# ISTRUZIONI DI LAVORO
**a.** Riscrivi il passo della recensione che inizia con "L’Opera di Firenze/Teatro" e termina con "e nel 1990.". Sostituisci "platea" con "sala".
**b.** Rispondi a queste domande sulla recensione:
(i) In che anno Risurrezione era stata messa in scena a Firenze per l'unica volta precedente?
(ii) Quale opera lasciata incompiuta da Puccini fu completata da Franco Alfano?
(iii) Chi ha fatto riscoprire Cyrano de Bergerac?

# TESTO DELLA PAGINA
---------------
L’Opera di Firenze/Teatro del Maggio Musicale Fiorentino ha importato una produzione di Risurrezione di Franco Alfano dal Festival di Wexford in Irlanda. Sono stato alla recita del 19 gennaio; la platea era piena, ma non le due gallerie, soprattutto perché il titolo è una vera rarità, precedentemente messa in scena a Firenze solo una volta, nel lontano 1929. Anche se Risurrezione ha avuto molto successo nei primi cinquant’anni del ventesimo secolo – ci sono state più di mille rappresentazioni in Europa e nelle Americhe -, l’opera è quasi scomparsa dai cartelloni negli ultimi settant’anni. In Italia, ad esempio, solo a Verona e a Palermo ci sono state riprese rispettivamente nel 1987 e nel 1990.
Franco Alfano è ricordato oggi meno per le sue opere che per il suo ruolo nel completamento dell’opera di un altro compositore – Turandot -, lasciata incompiuta al momento della morte di Puccini. Tuttavia, c’è molto più valore nella la sua produzione di quanto le sue dieci o più opere indichino, dal momento che prestò maggiore attenzione ai comparti della musica orchestrale e da camera di molti dei suoi contemporanei italiani. Di recente, Placido Domingo e Roberto Alagna hanno fatto riscoprire Cyrano de Bergerac, un vero capolavoro, un po’ in tutto il mondo; ed una decina di anni fa, il Teatro dell’Opera di Roma ha prodotto un altro capolavoro, La Leggenda di Sukantula, tratta da un grande classico della letteratura indiana.
---------------
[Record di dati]
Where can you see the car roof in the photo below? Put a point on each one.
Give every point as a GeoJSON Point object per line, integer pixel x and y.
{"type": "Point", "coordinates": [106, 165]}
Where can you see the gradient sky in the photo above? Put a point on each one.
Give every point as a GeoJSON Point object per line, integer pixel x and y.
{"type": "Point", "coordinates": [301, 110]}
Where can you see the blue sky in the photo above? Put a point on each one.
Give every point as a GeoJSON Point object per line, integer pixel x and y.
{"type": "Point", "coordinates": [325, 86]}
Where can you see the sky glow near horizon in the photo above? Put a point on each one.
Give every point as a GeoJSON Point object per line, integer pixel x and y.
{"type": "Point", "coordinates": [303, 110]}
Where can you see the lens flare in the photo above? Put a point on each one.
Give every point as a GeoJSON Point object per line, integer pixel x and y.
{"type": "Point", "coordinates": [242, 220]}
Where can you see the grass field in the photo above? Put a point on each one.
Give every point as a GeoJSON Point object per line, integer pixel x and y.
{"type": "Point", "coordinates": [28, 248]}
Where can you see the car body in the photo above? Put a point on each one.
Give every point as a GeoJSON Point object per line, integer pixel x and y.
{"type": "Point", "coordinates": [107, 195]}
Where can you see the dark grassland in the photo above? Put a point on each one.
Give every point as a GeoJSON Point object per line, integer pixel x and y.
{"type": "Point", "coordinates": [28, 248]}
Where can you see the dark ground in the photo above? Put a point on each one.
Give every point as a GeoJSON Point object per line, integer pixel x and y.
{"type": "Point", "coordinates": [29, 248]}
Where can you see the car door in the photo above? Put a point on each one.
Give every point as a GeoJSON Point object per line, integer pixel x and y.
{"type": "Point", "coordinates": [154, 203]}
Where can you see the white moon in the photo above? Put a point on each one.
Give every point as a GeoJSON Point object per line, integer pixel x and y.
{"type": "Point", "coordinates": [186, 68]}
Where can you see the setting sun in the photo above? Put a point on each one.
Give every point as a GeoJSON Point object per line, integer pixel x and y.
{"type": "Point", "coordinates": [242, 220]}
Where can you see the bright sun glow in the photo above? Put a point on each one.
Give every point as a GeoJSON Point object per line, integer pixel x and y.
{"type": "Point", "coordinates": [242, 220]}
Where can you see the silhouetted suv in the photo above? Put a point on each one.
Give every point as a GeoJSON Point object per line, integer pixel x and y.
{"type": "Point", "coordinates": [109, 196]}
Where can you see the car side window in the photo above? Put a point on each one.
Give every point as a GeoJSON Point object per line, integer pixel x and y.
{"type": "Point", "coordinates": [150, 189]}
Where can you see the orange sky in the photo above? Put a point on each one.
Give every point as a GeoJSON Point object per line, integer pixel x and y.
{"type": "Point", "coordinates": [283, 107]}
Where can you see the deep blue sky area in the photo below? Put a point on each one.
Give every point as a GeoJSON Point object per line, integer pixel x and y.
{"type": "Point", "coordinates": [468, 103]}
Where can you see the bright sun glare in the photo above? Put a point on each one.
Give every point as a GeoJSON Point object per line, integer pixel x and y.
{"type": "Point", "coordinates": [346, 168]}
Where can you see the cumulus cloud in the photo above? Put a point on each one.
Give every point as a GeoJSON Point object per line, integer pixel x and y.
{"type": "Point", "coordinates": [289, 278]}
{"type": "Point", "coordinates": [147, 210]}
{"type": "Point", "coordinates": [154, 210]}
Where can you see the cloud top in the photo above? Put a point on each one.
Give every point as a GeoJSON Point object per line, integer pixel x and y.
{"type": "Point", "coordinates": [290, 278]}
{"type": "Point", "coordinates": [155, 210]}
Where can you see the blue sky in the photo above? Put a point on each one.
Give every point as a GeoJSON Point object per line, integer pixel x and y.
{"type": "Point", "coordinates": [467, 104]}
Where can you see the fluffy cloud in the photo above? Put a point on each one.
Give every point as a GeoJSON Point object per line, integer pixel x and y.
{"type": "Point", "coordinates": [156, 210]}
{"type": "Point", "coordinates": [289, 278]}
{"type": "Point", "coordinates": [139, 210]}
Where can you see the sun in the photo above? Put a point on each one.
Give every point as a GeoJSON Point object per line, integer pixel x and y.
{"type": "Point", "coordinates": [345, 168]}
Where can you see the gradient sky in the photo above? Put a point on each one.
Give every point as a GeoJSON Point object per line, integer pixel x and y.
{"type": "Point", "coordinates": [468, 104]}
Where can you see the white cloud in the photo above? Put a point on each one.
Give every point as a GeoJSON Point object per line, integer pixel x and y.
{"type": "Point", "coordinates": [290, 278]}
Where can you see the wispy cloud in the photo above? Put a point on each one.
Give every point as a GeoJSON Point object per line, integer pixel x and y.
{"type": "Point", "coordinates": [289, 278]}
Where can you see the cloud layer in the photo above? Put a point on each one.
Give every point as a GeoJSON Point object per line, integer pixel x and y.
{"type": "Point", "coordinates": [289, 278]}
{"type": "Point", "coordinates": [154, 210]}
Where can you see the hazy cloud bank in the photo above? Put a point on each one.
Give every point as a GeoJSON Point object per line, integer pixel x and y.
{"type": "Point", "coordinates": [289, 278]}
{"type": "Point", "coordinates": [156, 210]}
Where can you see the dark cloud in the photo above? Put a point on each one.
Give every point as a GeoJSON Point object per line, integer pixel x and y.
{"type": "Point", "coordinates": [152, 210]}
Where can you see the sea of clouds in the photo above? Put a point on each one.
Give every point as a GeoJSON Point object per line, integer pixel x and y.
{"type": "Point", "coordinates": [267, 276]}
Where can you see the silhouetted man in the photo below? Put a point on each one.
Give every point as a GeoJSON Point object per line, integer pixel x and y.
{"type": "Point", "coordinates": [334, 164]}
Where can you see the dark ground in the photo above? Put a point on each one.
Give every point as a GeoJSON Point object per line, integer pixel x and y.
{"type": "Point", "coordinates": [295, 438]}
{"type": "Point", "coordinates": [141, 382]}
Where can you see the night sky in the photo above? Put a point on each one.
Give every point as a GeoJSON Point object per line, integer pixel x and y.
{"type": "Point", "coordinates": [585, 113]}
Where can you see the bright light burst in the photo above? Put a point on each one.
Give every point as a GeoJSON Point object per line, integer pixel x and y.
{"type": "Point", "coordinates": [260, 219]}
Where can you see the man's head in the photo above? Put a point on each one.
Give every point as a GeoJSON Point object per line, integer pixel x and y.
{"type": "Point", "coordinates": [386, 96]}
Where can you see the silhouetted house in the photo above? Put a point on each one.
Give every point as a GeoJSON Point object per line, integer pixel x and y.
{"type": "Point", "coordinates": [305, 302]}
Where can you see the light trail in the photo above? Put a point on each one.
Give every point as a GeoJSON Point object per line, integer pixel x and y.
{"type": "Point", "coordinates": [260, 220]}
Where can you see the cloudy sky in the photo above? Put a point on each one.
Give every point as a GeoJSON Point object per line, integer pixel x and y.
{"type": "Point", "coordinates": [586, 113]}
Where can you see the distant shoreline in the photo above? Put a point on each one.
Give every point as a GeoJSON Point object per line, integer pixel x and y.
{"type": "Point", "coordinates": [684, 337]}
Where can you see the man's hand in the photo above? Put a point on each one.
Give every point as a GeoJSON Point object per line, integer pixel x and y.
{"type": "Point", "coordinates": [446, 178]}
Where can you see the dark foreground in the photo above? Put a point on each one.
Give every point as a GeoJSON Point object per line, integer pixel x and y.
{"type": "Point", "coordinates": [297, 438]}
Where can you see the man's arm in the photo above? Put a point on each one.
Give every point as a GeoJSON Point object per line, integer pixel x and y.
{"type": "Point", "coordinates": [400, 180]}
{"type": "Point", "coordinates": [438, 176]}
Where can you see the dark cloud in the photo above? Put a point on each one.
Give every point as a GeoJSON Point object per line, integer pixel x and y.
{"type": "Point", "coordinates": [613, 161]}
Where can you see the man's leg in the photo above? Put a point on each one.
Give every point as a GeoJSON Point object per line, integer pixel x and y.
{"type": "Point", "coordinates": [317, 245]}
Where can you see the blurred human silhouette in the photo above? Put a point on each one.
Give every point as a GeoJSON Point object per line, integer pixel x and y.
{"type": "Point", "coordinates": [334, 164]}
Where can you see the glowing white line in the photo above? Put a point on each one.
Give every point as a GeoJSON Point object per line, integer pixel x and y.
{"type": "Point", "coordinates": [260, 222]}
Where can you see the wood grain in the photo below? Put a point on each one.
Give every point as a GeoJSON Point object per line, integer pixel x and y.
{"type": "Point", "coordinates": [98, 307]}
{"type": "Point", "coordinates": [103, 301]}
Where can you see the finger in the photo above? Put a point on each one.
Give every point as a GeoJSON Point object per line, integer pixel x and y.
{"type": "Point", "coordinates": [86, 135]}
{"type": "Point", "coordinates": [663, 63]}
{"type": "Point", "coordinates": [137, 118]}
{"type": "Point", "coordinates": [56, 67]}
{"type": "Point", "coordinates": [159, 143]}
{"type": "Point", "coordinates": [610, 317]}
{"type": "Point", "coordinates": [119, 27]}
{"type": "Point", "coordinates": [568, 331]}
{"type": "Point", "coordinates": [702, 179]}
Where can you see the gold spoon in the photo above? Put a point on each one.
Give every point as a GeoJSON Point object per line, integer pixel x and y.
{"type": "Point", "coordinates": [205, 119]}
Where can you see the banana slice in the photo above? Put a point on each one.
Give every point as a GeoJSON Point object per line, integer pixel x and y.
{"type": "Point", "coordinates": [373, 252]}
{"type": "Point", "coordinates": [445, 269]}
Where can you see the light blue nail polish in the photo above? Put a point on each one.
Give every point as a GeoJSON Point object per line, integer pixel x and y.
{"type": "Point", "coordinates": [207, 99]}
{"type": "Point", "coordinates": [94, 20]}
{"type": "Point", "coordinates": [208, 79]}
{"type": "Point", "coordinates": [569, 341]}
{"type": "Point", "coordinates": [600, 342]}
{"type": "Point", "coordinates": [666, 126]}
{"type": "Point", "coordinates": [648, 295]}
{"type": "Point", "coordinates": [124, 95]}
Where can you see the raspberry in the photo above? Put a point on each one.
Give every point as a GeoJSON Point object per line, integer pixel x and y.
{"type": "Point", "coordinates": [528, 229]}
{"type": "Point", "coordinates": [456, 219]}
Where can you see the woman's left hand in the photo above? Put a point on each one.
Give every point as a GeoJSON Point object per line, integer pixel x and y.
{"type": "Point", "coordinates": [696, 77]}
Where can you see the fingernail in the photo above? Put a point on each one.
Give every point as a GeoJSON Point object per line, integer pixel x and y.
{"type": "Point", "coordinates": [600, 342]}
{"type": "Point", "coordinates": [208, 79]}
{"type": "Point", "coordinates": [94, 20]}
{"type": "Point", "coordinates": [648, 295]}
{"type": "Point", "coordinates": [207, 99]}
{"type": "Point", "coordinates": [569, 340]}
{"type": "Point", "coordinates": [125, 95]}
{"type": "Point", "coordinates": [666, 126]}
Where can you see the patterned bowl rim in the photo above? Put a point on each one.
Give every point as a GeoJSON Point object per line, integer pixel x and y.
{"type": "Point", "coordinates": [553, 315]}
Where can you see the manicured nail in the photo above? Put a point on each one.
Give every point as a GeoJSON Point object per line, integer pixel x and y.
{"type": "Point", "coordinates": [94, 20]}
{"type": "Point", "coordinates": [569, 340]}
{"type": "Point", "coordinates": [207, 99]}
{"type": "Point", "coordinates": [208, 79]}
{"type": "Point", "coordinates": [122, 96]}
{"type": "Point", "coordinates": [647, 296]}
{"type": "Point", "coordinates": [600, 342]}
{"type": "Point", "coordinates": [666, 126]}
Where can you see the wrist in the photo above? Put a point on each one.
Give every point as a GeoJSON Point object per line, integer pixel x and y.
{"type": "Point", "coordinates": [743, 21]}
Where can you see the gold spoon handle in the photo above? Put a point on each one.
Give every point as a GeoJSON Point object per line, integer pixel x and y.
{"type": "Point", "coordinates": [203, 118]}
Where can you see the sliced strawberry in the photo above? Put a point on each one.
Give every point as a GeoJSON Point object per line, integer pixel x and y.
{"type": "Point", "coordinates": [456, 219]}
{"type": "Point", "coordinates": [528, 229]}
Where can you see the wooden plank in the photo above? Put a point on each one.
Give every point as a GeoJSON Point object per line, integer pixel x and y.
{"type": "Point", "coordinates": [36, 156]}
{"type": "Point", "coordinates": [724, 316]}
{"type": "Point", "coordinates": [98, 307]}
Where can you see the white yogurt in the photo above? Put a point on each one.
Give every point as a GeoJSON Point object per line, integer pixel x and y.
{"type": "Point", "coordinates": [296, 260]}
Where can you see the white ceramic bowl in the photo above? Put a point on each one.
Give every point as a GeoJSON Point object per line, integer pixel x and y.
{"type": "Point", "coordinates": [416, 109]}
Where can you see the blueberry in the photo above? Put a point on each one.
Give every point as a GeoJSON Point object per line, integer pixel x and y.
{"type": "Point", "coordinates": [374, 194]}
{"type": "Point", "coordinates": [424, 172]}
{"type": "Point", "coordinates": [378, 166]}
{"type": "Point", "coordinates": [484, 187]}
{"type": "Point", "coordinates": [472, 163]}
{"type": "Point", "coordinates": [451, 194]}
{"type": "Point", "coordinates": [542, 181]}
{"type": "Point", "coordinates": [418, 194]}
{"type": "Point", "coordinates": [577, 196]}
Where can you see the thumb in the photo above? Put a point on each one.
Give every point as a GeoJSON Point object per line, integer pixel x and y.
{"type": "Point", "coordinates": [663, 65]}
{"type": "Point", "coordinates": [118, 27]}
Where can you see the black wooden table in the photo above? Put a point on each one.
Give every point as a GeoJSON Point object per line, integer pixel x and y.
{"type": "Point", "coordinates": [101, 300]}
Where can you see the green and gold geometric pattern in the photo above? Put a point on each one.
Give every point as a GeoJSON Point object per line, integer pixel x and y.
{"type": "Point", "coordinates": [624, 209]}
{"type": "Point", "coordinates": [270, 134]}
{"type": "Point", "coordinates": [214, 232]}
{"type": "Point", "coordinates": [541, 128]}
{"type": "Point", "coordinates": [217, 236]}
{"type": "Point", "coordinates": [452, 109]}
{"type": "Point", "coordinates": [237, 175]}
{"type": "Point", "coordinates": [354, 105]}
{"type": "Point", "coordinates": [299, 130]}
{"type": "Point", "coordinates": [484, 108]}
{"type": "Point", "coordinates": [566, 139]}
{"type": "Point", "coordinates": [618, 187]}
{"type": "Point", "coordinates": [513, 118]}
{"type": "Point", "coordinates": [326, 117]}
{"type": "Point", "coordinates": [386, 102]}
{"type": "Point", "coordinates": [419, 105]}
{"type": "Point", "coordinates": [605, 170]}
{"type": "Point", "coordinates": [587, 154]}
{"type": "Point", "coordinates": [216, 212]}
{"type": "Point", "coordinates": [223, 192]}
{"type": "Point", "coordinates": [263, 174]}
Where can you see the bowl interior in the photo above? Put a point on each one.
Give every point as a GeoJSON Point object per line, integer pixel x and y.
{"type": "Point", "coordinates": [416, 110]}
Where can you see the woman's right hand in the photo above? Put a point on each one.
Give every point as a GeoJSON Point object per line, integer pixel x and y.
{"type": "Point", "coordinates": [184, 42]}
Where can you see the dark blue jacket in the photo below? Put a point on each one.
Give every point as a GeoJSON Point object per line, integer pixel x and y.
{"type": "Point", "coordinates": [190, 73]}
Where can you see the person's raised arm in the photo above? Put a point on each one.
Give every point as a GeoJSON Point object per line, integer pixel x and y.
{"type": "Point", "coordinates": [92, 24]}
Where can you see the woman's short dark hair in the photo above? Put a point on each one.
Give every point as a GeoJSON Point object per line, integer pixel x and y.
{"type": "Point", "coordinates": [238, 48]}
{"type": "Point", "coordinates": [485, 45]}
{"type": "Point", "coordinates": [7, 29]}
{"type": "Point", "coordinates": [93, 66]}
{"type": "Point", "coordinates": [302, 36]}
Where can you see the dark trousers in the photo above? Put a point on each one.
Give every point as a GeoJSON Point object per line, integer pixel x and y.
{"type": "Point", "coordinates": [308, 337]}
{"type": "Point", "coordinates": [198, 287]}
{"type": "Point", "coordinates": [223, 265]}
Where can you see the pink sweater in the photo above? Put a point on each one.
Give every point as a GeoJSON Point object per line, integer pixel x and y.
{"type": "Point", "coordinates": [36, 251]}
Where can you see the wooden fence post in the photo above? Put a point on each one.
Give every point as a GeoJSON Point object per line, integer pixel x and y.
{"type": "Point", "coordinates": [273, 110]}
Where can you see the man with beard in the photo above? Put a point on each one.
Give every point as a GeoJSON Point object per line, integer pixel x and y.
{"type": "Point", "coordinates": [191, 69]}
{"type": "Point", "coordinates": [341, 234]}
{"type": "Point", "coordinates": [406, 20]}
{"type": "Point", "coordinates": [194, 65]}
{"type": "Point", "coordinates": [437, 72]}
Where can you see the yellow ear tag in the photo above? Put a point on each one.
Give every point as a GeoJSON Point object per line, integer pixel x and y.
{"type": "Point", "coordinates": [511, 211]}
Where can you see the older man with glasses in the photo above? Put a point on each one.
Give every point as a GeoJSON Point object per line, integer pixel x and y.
---------------
# RISPOSTE AGLI ESERCIZI
**a.**
L’Opera di Firenze/Teatro del Maggio Musicale Fiorentino ha importato una produzione di Risurrezione di Franco Alfano dal Festival di Wexford in Irlanda. Sono stato alla recita del 19 gennaio; la sala era piena, ma non le due gallerie, soprattutto perché il titolo è una vera rarità, precedentemente messa in scena a Firenze solo una volta, nel lontano 1929. Anche se Risurrezione ha avuto molto successo nei primi cinquant’anni del ventesimo secolo – ci sono state più di mille rappresentazioni in Europa e nelle Americhe -, l’opera è quasi scomparsa dai cartelloni negli ultimi settant’anni. In Italia, ad esempio, solo a Verona e a Palermo ci sono state riprese rispettivamente nel 1987 e nel 1990.

**b.**
(i) Nel 1929.
(ii) Turandot.
(iii) Placido Domingo e Roberto Alagna.